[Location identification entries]
-- begin --
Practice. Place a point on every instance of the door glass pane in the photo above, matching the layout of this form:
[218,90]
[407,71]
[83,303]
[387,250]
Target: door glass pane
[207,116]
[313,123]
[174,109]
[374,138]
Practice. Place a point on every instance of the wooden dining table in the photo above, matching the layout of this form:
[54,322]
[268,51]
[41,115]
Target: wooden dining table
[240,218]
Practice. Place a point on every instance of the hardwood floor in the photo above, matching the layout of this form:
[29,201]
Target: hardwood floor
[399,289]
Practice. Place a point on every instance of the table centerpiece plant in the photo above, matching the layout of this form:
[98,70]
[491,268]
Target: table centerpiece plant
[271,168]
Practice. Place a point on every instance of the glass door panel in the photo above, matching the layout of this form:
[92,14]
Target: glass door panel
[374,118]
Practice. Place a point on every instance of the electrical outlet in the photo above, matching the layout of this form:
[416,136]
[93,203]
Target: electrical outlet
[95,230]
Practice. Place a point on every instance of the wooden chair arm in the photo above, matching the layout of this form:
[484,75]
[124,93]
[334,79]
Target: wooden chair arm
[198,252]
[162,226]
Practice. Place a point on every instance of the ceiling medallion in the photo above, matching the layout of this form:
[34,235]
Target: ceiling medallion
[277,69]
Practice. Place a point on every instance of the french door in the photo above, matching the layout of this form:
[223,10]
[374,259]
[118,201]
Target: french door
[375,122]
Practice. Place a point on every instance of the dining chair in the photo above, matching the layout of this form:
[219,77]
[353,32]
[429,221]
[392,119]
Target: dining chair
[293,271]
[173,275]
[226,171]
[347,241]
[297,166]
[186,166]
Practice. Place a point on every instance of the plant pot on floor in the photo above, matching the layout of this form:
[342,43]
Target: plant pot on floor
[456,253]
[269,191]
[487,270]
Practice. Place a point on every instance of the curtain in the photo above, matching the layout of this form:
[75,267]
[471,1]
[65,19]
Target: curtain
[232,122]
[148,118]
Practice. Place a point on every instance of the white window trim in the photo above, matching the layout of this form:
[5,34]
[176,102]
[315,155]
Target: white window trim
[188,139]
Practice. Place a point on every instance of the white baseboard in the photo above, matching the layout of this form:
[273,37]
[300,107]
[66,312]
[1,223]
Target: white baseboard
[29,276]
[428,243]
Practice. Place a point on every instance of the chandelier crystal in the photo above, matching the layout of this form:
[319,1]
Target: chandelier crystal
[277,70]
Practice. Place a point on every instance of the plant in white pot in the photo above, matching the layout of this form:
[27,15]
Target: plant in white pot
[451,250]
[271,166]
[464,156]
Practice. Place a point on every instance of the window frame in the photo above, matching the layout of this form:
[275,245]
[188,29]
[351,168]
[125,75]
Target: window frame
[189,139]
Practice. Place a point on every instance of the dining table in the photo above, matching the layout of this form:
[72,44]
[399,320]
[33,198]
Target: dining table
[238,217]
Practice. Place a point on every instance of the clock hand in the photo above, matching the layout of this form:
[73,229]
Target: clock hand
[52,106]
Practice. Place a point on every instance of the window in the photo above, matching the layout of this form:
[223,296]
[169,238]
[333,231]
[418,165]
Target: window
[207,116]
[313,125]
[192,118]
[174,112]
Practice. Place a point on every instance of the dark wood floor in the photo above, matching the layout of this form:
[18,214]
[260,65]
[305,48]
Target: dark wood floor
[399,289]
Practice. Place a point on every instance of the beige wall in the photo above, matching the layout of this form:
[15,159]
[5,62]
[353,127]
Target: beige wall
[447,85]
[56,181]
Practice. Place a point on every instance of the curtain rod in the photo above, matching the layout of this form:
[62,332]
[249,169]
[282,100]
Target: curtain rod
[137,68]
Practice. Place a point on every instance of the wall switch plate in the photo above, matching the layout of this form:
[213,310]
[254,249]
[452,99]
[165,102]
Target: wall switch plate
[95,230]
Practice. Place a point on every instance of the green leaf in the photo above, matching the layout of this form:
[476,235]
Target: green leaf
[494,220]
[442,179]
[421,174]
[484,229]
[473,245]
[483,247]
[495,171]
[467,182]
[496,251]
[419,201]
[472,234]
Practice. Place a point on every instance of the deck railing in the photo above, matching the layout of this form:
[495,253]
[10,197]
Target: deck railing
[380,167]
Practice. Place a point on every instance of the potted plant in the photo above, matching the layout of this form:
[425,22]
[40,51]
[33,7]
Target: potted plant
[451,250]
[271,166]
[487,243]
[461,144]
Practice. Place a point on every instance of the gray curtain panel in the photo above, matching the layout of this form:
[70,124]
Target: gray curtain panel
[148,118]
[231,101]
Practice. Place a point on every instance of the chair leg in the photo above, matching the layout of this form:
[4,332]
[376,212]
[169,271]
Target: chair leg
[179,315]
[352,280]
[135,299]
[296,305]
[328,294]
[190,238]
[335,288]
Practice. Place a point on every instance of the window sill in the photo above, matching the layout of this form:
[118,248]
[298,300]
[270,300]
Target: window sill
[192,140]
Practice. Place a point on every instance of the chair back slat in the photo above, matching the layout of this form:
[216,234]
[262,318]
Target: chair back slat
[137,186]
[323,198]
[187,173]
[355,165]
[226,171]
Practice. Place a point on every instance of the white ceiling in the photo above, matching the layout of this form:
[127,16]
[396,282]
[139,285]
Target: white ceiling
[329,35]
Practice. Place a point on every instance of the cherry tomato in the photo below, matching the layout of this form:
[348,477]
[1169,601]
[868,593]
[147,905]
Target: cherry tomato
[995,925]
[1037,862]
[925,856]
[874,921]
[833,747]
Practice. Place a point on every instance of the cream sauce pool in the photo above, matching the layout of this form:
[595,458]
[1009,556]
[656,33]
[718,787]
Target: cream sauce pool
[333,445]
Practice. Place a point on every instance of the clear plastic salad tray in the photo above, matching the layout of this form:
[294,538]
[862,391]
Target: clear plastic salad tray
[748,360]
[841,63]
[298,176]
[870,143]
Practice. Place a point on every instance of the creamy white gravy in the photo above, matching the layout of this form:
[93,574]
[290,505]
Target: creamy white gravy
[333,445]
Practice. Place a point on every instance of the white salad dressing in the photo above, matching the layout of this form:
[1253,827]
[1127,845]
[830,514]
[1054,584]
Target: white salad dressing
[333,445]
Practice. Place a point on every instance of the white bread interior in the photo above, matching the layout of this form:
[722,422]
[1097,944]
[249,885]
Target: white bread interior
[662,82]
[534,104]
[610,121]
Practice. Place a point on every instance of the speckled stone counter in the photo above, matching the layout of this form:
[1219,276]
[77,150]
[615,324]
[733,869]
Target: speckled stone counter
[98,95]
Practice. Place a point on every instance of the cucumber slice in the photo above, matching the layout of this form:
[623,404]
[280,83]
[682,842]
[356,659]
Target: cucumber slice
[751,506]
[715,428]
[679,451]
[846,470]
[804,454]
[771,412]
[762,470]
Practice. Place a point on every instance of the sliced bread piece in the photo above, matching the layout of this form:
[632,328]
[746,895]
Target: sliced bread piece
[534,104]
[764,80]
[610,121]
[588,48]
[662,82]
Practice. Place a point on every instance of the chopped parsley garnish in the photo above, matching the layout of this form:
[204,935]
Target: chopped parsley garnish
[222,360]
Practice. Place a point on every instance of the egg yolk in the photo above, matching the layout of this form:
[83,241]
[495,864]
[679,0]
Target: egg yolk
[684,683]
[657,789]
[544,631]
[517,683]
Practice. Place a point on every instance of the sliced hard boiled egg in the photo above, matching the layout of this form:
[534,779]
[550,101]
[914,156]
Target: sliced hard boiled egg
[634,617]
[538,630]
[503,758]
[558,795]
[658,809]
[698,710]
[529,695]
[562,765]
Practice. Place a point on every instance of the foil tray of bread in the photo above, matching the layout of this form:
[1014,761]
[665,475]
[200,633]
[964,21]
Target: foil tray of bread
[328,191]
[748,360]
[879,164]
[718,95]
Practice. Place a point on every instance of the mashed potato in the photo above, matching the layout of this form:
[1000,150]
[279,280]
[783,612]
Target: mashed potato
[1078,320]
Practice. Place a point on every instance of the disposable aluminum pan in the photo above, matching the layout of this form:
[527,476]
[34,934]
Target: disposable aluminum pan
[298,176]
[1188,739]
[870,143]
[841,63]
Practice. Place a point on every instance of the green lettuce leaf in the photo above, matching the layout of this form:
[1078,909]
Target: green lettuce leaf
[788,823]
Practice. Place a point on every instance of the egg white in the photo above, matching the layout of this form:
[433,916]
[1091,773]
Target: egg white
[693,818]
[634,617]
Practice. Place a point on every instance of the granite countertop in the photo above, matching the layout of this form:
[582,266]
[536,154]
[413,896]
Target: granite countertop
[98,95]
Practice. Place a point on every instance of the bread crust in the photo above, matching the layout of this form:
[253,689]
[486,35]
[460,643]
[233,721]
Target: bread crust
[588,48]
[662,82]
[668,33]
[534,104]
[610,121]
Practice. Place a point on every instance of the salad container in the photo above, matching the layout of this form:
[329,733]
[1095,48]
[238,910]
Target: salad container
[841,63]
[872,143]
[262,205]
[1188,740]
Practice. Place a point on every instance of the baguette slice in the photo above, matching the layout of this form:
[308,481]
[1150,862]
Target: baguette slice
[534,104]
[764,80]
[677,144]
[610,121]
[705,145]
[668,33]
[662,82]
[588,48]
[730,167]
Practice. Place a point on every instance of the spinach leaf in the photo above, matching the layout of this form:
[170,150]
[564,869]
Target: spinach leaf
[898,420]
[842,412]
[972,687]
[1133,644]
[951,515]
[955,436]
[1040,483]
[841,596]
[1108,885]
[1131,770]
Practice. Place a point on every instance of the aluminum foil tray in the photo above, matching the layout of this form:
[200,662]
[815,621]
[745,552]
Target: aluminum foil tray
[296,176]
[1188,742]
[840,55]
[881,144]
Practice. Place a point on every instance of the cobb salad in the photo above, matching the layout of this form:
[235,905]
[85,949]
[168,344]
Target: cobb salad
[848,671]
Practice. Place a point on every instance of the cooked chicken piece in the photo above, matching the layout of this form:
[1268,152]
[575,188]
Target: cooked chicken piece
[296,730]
-- end --
» AIM OF THE EXERCISE:
Set down, unchanged, the line that contains "Practice. Place a point on every instance of the aluminum" together with every later line in the records, through the last one.

» TASK OUTPUT:
Practice. Place a point on every instance of the aluminum foil tray in the photo above, matching the layout of this form:
[200,662]
[815,621]
[745,552]
Target: aluminum foil tray
[296,176]
[1188,742]
[840,55]
[881,144]
Practice. Place a point on every instance of the cobb salad in the photo above, matching the layout of this form:
[235,905]
[85,949]
[168,344]
Target: cobb salad
[848,671]
Practice. Place a point on every instance of the cooked chicken piece in the photo above, matching the layout of this form:
[1268,152]
[575,188]
Target: cooked chicken piece
[296,730]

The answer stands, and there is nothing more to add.